Using the listing below, say how many of its lines hold "tight". Offer nothing beyond the number.
*** Opening RECORD EXCERPTS ***
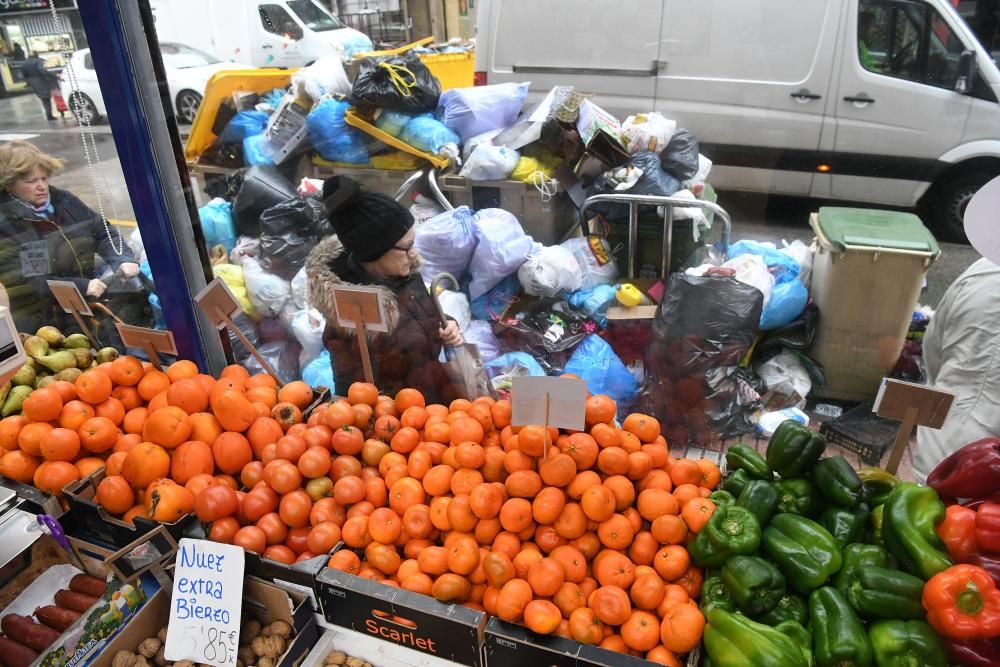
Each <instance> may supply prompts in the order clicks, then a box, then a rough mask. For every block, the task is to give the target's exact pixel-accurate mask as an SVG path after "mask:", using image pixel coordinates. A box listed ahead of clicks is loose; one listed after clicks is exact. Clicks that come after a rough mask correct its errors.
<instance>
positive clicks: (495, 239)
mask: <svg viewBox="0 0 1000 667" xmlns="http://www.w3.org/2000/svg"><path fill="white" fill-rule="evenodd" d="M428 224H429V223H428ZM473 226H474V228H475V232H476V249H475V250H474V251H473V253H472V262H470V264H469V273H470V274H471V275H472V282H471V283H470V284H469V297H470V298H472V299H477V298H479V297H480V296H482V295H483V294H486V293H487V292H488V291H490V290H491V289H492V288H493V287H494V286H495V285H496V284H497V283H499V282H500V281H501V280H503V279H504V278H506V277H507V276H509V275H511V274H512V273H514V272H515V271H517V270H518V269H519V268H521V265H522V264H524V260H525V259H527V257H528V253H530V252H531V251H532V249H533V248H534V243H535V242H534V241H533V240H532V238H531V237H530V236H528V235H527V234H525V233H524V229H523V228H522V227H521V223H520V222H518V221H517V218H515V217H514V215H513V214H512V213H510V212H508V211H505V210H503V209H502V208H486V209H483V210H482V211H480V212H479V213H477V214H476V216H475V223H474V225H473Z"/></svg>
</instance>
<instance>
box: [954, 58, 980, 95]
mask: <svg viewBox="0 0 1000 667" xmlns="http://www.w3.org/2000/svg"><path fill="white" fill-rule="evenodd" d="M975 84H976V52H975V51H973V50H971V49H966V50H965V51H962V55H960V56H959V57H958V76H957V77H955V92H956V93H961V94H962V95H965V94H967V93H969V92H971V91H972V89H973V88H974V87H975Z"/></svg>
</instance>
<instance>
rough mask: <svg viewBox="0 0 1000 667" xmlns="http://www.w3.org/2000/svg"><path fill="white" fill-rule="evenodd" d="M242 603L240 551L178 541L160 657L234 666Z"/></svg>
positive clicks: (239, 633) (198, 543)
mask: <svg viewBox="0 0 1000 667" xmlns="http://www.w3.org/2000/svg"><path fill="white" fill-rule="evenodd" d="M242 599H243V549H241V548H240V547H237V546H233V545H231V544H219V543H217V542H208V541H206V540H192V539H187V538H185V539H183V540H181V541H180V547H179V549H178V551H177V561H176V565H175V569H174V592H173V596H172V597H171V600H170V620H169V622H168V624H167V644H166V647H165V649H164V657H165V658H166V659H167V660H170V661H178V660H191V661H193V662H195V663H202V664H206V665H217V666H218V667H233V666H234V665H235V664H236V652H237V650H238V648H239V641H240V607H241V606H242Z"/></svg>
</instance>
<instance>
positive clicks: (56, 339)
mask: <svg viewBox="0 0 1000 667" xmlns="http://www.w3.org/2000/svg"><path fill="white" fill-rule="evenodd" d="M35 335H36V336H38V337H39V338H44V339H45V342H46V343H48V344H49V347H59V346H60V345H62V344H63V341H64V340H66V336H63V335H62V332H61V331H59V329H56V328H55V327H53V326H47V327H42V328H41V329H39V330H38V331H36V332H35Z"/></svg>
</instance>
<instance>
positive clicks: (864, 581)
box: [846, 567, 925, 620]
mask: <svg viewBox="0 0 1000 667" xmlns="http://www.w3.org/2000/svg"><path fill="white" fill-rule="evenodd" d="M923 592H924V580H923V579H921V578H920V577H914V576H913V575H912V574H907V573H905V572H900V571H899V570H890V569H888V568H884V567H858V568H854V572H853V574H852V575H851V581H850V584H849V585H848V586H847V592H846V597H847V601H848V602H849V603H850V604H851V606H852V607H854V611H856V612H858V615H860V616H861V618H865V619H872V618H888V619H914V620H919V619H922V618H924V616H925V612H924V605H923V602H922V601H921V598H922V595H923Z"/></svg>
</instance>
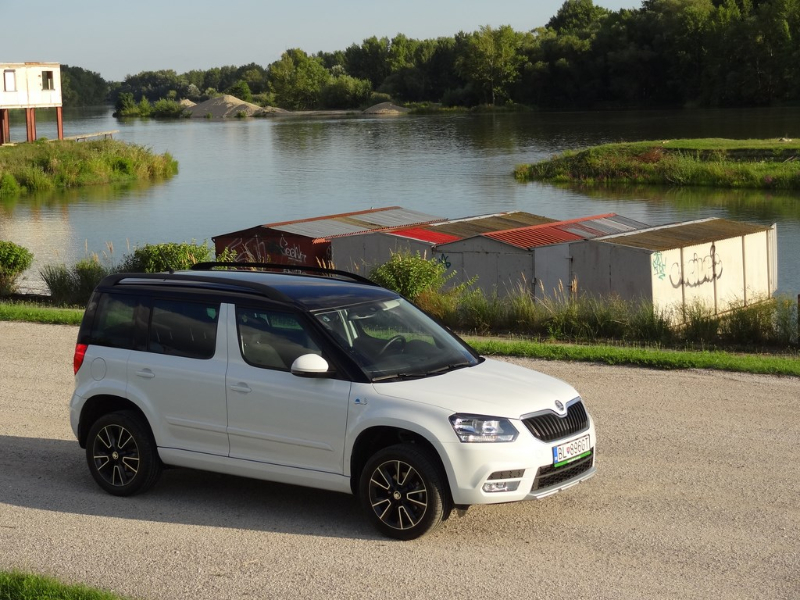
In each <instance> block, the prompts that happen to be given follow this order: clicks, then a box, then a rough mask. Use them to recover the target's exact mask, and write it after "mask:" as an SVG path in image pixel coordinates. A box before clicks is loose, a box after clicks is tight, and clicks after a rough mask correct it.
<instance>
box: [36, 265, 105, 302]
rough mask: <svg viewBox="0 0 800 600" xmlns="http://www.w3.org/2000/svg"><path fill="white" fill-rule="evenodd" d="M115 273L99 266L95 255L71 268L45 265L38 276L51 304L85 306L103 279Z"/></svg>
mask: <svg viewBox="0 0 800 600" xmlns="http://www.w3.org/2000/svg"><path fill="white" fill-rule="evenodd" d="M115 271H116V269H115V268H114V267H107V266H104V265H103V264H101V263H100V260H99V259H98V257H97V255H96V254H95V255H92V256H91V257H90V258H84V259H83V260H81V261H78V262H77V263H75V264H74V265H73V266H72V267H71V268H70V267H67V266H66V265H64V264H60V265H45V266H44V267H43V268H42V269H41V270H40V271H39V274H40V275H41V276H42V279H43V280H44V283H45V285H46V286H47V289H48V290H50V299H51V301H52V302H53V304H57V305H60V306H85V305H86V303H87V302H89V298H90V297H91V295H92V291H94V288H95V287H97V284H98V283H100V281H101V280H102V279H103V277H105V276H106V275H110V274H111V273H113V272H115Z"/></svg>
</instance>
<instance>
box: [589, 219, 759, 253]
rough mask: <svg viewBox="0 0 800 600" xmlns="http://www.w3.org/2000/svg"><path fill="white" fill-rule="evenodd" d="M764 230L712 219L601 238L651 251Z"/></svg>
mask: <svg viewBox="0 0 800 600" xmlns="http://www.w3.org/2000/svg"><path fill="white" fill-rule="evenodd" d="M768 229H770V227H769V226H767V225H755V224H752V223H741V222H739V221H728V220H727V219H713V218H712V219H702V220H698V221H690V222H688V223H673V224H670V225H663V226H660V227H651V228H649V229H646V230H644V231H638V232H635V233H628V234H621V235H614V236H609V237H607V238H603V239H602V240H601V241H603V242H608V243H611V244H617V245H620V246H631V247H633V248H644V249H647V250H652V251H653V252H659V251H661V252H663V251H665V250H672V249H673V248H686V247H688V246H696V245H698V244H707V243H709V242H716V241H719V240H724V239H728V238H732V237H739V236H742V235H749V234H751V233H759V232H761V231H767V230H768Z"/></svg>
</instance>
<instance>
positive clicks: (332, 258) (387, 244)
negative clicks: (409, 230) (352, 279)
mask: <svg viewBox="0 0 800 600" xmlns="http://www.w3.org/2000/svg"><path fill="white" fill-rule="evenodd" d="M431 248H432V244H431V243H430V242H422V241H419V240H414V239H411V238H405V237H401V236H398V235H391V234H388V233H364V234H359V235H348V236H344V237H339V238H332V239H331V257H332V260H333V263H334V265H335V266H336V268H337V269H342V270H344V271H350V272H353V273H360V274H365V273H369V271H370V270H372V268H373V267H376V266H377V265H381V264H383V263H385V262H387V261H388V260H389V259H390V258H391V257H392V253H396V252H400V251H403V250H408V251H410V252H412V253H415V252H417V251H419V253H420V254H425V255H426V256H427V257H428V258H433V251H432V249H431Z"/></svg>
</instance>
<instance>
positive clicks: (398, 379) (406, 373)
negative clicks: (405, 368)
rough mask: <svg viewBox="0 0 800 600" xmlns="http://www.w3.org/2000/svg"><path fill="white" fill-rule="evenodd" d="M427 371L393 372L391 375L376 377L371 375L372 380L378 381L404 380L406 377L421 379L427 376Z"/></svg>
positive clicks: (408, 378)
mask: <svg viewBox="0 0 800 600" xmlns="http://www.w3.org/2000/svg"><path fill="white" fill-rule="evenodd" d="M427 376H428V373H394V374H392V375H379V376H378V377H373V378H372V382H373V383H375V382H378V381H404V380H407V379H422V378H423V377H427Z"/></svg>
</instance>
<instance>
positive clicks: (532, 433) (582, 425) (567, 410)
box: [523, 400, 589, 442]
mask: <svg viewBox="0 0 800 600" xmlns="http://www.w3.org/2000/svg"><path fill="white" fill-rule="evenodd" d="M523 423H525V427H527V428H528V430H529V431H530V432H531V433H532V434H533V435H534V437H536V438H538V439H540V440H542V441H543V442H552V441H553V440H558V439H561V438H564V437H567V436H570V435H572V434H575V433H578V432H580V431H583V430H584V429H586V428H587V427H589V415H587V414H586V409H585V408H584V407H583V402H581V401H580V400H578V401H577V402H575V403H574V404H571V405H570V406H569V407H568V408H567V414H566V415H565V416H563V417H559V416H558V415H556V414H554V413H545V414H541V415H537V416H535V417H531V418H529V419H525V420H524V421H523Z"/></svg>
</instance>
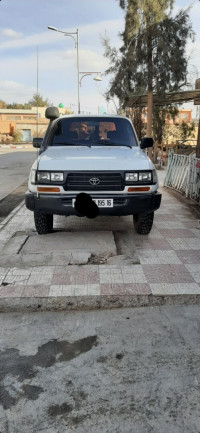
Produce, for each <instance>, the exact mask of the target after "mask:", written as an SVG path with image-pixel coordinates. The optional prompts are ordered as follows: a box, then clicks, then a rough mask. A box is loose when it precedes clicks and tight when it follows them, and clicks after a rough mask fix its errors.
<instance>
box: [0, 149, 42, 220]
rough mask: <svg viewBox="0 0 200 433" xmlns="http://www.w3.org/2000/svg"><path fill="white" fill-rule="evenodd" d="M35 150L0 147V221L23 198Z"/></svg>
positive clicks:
*** Closing RECORD EXCERPTS ***
*RESULT OF THE EXERCISE*: 2